(Beginning of DATA RECORDS)

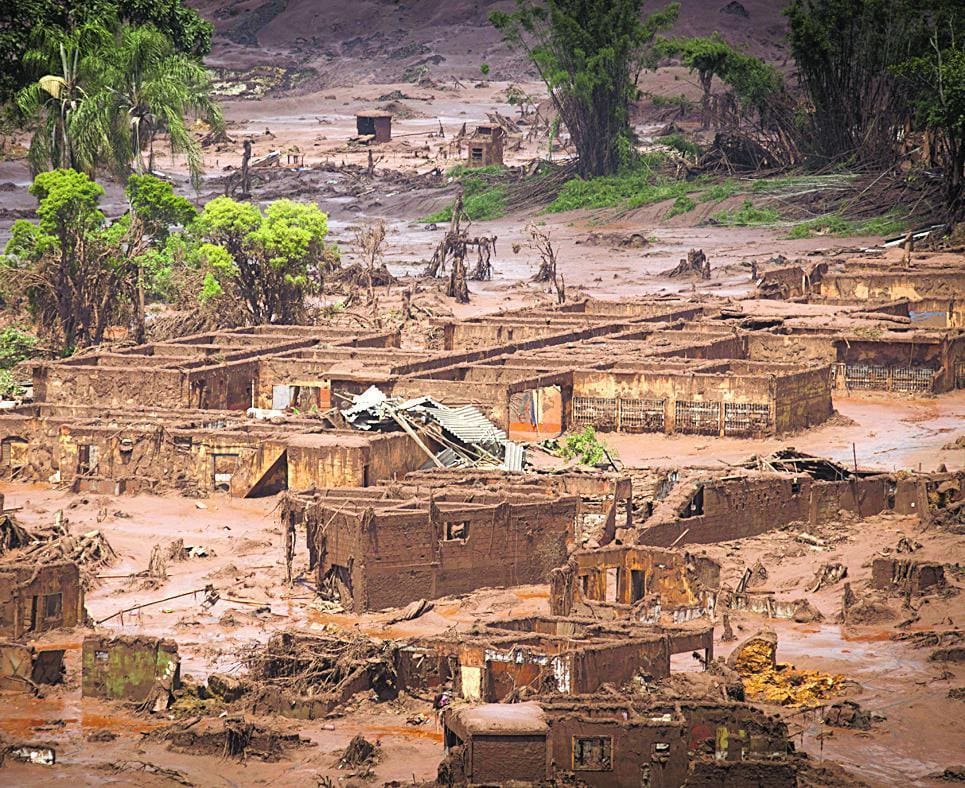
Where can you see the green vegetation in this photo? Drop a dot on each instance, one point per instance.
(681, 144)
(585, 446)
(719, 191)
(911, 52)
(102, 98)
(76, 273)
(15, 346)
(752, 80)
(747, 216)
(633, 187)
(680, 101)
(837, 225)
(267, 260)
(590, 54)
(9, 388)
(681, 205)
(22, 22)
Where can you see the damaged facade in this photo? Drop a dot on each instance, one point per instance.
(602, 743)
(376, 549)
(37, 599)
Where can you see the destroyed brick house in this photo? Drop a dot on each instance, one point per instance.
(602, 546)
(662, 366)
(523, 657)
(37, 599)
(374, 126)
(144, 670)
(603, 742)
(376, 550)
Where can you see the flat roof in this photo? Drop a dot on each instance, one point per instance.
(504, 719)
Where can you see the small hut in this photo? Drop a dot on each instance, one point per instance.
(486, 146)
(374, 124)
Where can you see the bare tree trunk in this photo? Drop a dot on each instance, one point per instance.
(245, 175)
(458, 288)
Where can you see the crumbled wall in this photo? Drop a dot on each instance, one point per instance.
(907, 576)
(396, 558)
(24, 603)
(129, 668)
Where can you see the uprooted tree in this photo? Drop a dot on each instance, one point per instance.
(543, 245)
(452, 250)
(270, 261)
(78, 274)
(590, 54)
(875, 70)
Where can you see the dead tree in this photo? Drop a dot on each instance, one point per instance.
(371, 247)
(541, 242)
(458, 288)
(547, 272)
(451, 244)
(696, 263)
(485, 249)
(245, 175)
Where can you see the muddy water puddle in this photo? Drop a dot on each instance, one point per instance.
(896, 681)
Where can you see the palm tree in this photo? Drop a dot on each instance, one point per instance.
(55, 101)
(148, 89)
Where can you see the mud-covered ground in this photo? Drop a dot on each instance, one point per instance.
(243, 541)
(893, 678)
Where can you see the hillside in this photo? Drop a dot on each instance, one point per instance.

(End of DATA RECORDS)

ASSIGNMENT: Could you write out every line above exactly as it stands, with no images?

SOLUTION BELOW:
Where can you see the green vegetation in this photo? Drop a dot on each instance, one point per instance.
(681, 144)
(585, 446)
(719, 191)
(911, 52)
(102, 98)
(76, 273)
(15, 346)
(752, 80)
(747, 216)
(633, 187)
(680, 101)
(837, 225)
(267, 260)
(590, 54)
(9, 388)
(681, 205)
(22, 22)
Where can you see the damaged facade in this photo? Drop a dot on each instance, one point per instance.
(602, 743)
(376, 549)
(37, 599)
Where can you see the destroyed brick house in this photo? Drop a dot on each instance, one point per instance.
(602, 546)
(662, 366)
(523, 657)
(37, 599)
(374, 126)
(144, 670)
(603, 742)
(376, 550)
Where can you see the flat roof in this photo? Drop a dot on each instance, one point per instance.
(504, 719)
Where can you see the small hut in this photo? Drop a dot on each instance, one point per instance.
(486, 146)
(374, 124)
Where can you see the bare tree trunk in this photo? Drop a dot on each instance, one point per instance.
(245, 175)
(458, 288)
Where can you see the crumbled wall in this photo? Drop a dot on each instance, one point per instance.
(907, 576)
(396, 558)
(24, 603)
(129, 668)
Where can you see the uprooted tree in this photo? Drop a dot on each instance, one point per instance.
(543, 245)
(452, 250)
(270, 261)
(78, 274)
(590, 54)
(875, 70)
Where can you see the dead tree in this photo? Drop a dot on each instance, one point per instance.
(371, 247)
(541, 242)
(458, 288)
(547, 272)
(451, 244)
(696, 263)
(485, 249)
(245, 175)
Where can you see the muddy water puddle in this photo? Drop a dot on each instance, one point per instance.
(896, 681)
Where can you see the palm tree in this photo? Drop a dot on each instance, one point per instance.
(55, 101)
(148, 89)
Where can you see the mud-covered ground in this photo? Drop a dot on each instance, one point per instance.
(243, 541)
(893, 678)
Where can you see the hillside in this photo? Drop a dot on each instance, one point per instance.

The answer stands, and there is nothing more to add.